>> start ENTRIES SUPPLIED

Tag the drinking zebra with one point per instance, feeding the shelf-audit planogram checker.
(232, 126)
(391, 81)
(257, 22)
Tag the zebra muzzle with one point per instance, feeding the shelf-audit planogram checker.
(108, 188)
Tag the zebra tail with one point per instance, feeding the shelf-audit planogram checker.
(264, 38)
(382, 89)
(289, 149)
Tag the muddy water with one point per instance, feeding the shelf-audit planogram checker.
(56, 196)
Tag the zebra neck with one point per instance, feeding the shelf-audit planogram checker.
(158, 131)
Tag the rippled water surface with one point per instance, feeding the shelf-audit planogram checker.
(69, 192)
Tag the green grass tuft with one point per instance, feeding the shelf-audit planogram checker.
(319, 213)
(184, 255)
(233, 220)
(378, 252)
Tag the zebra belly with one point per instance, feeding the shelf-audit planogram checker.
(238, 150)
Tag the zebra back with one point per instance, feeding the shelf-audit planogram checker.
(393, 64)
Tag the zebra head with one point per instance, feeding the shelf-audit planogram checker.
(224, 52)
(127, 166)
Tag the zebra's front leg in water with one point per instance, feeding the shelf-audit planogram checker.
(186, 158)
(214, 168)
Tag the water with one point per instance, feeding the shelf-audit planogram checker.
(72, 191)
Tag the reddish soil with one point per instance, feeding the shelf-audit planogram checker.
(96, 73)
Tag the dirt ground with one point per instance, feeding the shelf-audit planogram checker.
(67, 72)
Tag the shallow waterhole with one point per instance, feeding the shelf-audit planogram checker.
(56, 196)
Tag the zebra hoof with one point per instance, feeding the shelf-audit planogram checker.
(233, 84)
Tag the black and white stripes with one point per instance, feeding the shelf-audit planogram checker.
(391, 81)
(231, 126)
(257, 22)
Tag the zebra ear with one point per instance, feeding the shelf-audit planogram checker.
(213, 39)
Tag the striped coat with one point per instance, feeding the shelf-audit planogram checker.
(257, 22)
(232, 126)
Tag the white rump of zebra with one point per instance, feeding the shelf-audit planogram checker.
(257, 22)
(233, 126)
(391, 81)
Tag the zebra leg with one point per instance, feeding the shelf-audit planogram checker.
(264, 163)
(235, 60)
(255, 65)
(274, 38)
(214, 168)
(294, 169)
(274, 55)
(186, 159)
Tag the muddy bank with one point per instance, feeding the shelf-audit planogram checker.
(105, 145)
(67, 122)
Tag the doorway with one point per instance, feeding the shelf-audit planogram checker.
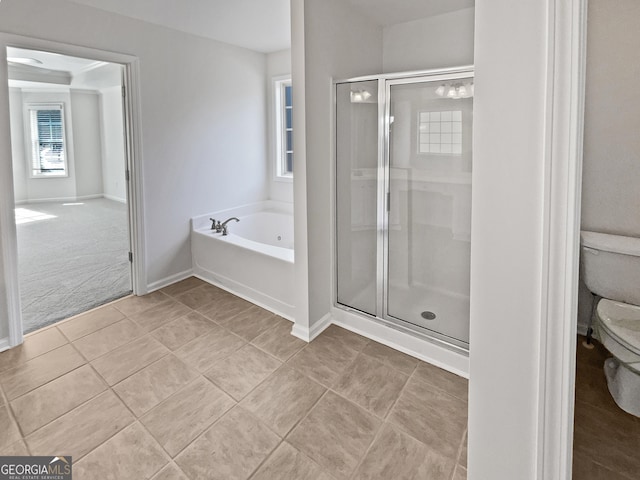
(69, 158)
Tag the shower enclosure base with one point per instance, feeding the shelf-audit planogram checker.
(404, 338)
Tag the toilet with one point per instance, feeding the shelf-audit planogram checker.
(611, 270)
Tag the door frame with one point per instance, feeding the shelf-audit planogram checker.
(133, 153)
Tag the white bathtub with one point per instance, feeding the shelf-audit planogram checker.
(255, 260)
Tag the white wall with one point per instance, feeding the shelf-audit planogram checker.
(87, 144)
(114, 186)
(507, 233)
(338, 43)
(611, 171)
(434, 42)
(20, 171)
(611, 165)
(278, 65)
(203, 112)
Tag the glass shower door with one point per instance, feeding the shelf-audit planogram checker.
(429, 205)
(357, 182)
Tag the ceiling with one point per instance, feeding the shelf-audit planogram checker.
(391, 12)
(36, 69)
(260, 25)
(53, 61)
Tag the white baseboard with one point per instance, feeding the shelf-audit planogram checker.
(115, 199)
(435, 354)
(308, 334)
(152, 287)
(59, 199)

>> end ENTRIES SUPPLIED

[EXERCISE] Rewrite the lines from the one holding "Tag the white baseboard" through the end of the records, swapping "baseboard" for "skirting board" and leaving everything else the same.

[THE COMPLETED TASK]
Tag the white skirting board with one point per instance, feeding the shelf-audit planogram checker.
(115, 199)
(435, 354)
(308, 334)
(152, 287)
(59, 199)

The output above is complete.